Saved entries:
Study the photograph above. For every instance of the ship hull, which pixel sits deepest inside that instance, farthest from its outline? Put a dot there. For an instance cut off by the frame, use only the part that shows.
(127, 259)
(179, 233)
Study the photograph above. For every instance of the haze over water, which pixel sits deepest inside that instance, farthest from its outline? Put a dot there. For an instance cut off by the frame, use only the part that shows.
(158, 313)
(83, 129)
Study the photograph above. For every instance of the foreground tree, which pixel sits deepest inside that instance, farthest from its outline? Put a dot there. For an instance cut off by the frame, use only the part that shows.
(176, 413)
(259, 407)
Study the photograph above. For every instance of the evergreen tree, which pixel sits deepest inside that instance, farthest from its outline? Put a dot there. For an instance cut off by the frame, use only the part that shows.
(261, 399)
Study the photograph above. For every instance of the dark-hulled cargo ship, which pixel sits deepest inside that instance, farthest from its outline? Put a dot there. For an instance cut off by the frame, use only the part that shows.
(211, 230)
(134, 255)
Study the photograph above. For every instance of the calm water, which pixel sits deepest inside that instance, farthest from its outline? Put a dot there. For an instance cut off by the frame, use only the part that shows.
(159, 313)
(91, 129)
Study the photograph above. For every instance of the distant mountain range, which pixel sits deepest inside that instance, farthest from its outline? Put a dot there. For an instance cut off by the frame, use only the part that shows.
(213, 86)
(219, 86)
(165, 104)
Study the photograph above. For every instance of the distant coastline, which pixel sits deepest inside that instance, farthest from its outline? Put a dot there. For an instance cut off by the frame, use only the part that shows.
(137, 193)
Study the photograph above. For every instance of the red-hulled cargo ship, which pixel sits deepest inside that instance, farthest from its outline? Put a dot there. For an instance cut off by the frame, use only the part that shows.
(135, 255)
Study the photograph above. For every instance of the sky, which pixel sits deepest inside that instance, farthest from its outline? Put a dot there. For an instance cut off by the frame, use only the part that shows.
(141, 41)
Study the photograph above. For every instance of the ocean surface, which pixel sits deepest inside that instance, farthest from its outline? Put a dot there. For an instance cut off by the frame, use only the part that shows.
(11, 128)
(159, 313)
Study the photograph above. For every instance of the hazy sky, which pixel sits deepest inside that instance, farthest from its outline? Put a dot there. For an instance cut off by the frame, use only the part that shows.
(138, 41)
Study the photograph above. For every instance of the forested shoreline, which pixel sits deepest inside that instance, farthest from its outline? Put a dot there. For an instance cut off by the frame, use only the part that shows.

Task to carry out: An identical copy of the preceding records should be returned.

Reply to the task:
Study the photograph above. For every instance of the ship hull, which pixel sits deepest inside that instance, farthest from its outline? Put a dot there. For an instance cut off by the frame, use only the part that shows.
(127, 259)
(179, 233)
Study the photograph above. For every instance of the haze over water, which pixel sits deepest inside that instance, farthest from its outline? Put a dot there. For an instance cut off by the frame, use only the part that shows.
(158, 313)
(83, 129)
Study the photograph above. For every instance of the foreground tree, which pixel sits deepest inside that instance, farthest from its outline? Put a dot there. For an instance cut off by the frame, use only the part that shows.
(176, 413)
(259, 407)
Study the photograph above. For every instance of the evergreen tree, which pixel sits deepest inside that instance, farthest from its outline? Put a dot there. For an instance cut off by the frame, use only the part that shows.
(261, 399)
Study the photograph above. For every instance of the dark-hulled cargo ship, which pixel sits deepest inside that instance, farthest from its outline? Put a dot there. For an instance cut off by the frame, use only the part that shows.
(211, 230)
(134, 255)
Study the photograph above. For every instance of the calm water, which pixel sits deepest inside that instance, farthest from its outline? Put a dot there. For an instance cut off by the frame, use only the part that shows.
(159, 313)
(91, 129)
Study the photograph above. For every instance of the distant mountain range, which pixel sits deepest inside that instance, farthest from its outline? Put a dot there. For an instance cut off by the frame, use only the part that shows.
(213, 86)
(219, 86)
(165, 104)
Study the photograph above. For every instance of the distant coastline, which pixel sits deepest inside that instance, farthest from its outline? Put a dot there. For an instance cut off by the frame, use only the part that shows.
(137, 193)
Study the photograph above. For every instance of the red-hulled cargo ship, which pixel sits deepest inside that instance, farthest from its outline? Put a dot there. For an instance cut off by the frame, use only the part that shows.
(135, 255)
Study the photograph above. For every instance of the sky, which pixel sits deepest inside that instance, farthest from its outline? Put a dot there. For an instance cut off by the frame, use only the part that shows.
(141, 41)
Study the photograph above. For every instance of the ocean surface, which pixel sits deepest inside that instance, farthest from its outline? Put a dot there. For an instance cut off by the frame, use only the part that shows.
(11, 128)
(159, 313)
Study the photograph above. For every instance of the hazy sky, which pixel sits deepest inside that instance, farthest from its outline? Put a dot there. For an instance cut off by the frame, use only the part that shows.
(138, 41)
Study the photograph above. For every instance of the forested shoreline, which pixel sits deepest inside that instance, farthest from its outline? Put a dot there. For an instance cut off by the frame, use only the part that shows.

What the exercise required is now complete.